◆ Material for this exercise ◆

========================================

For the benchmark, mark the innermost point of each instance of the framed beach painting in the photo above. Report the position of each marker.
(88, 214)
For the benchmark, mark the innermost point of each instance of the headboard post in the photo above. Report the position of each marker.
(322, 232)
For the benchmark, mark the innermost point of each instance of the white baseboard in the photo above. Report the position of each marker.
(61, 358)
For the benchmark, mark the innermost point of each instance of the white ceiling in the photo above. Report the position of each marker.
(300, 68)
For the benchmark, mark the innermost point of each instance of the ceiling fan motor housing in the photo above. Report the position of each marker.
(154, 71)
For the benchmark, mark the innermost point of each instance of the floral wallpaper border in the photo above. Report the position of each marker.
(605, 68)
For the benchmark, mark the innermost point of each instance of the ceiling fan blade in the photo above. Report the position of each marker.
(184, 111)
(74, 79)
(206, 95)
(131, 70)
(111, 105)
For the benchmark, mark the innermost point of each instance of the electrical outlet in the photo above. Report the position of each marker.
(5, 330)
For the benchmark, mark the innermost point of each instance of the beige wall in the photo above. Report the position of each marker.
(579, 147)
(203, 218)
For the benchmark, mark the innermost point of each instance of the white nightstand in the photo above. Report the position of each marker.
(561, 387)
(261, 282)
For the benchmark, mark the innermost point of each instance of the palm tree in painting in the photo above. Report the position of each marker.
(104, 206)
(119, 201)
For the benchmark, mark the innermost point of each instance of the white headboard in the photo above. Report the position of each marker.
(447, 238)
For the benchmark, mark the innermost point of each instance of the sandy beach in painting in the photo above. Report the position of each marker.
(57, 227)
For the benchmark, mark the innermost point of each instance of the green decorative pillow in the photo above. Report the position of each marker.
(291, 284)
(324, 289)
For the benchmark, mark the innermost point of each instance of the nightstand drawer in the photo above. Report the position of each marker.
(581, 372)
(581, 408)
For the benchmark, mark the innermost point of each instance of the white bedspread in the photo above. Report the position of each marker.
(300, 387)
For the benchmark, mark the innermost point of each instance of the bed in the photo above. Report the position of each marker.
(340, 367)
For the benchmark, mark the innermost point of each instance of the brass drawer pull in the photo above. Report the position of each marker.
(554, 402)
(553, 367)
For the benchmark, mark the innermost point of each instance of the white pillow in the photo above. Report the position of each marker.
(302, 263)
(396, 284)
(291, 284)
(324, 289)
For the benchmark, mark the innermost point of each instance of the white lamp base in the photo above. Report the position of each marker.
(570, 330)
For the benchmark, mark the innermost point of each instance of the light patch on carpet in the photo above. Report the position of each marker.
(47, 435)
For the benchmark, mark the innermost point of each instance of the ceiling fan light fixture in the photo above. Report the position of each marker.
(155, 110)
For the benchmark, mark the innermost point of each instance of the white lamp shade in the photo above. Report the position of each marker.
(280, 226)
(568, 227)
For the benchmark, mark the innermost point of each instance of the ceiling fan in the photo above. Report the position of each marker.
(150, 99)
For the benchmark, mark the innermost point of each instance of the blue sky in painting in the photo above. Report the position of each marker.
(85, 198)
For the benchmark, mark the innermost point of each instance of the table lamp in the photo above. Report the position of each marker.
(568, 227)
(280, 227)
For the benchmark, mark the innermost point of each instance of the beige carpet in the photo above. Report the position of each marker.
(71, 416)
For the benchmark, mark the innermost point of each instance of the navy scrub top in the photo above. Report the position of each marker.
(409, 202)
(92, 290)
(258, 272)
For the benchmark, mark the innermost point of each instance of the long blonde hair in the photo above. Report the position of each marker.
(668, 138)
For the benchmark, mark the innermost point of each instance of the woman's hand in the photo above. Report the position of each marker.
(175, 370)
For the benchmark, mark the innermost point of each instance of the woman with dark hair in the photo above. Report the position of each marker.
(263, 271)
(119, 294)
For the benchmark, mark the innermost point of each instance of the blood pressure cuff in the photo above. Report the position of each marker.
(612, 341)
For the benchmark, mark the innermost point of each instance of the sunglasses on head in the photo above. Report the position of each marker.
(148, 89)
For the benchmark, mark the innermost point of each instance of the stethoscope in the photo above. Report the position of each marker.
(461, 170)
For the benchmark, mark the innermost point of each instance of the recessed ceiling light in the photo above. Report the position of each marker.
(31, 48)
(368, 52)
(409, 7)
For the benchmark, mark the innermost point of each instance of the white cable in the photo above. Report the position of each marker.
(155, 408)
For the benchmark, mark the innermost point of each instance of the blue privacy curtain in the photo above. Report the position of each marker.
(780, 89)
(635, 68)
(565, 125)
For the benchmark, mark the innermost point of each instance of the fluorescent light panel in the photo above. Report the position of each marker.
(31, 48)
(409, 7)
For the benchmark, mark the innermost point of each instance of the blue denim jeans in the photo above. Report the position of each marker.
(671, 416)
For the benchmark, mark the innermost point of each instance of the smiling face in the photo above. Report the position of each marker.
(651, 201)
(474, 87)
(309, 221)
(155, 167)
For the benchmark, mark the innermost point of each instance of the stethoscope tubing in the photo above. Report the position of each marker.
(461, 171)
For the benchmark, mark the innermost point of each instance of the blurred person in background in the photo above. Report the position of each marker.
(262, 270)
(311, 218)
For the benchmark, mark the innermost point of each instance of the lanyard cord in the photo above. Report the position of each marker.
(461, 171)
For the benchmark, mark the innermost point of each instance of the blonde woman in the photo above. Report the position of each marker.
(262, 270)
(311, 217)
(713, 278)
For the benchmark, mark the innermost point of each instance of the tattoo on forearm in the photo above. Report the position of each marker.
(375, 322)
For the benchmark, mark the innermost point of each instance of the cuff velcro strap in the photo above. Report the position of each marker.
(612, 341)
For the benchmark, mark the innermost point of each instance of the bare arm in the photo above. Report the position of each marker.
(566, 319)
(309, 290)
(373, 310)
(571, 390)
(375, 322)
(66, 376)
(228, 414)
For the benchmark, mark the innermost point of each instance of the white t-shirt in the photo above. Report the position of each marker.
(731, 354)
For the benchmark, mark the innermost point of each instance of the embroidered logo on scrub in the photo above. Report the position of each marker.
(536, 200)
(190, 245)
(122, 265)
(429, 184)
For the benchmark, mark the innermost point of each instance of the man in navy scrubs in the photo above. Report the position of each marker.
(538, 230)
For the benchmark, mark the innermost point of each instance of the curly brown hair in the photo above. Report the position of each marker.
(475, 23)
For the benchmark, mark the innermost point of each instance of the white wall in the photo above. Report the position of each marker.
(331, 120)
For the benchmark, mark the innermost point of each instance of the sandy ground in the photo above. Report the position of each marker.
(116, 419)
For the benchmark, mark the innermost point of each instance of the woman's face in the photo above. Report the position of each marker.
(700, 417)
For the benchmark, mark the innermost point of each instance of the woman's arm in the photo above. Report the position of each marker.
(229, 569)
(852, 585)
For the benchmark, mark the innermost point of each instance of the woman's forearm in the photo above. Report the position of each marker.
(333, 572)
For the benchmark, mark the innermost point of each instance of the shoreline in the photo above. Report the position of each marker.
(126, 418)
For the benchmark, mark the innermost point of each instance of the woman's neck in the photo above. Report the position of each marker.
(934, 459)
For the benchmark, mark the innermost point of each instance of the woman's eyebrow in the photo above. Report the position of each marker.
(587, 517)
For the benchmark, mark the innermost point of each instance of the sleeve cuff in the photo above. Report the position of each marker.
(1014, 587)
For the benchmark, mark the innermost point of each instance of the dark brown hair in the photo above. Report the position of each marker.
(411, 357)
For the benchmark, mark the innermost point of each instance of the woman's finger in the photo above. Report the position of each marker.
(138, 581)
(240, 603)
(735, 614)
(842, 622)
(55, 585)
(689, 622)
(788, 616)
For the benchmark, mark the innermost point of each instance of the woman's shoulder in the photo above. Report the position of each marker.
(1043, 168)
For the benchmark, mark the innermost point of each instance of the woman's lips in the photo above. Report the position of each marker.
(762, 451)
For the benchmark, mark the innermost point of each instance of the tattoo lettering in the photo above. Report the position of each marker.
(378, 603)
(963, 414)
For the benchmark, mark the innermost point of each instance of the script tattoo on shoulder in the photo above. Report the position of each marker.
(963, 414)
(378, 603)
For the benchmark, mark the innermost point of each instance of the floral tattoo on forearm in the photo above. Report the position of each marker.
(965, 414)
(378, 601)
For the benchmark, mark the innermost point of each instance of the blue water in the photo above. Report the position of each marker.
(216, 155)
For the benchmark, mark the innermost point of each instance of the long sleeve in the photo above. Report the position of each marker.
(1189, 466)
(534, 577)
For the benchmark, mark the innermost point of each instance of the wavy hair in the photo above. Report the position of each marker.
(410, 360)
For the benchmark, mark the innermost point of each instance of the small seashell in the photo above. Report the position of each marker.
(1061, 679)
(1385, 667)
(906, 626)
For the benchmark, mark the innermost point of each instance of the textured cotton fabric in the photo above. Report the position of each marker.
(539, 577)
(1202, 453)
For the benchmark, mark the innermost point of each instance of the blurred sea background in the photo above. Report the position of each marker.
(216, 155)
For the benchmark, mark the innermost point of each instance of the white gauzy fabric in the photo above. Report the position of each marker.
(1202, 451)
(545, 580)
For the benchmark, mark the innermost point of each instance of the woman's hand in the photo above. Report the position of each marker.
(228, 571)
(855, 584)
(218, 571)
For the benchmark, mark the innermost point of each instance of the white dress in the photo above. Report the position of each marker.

========================================

◆ Aim of the exercise ◆
Please quote nothing but the lines from the line with "the woman's lips" through the end of the data above, exactly as written, ends included.

◆ Finished exercise ◆
For the benchmark, mark the innermost point of each instance of the woman's lips in the photo above. Report the position of each marker.
(762, 451)
For the benchmark, mark the innermost point of each instance of the tattoo lettering in the photo above. Report the position of each marker.
(378, 603)
(963, 414)
For the benchmark, mark the innermost point of each instance of the script tattoo on shoulder in the photo above. Report the position of each marker.
(963, 414)
(378, 603)
For the benchmark, mark the innermost point of each instance of the floral tattoo on forearm in the photo above. Report the position of each marker.
(965, 414)
(378, 601)
For the benchmark, mark the innermost point of each instance of the blue water in the photo above. Report the position of each marker.
(216, 155)
For the benchmark, mark the innermost point of each instance of the long sleeve in the photo above. Report the position of each marker.
(1189, 466)
(534, 577)
For the benchmark, mark the innermost point of each instance of the wavy hair in the photo above. Report the position of each marker.
(410, 360)
For the benchmark, mark the innermost point of each instance of the small seashell in the photo above. Report the position of each marker.
(1061, 679)
(1385, 667)
(906, 626)
For the benchmark, mark the innermost point of each instance of the textured cotton fabric in the photo above. Report the position of each marker.
(539, 577)
(1202, 453)
For the benchmark, mark the innermost point of each instance of the blurred sea background in the photo above. Report the position of each marker.
(216, 155)
For the benchmark, mark the innermost point of each instance of the white gauzy fabric in the photo above. Report the position of each marker.
(1202, 451)
(545, 580)
For the benchmark, mark the innermost point of each instance of the woman's hand in the photo above. Report the position of each marker.
(228, 571)
(855, 584)
(218, 571)
For the benchmark, mark the innermost point of each instance of the white dress in the photo above. Report the position of each marker.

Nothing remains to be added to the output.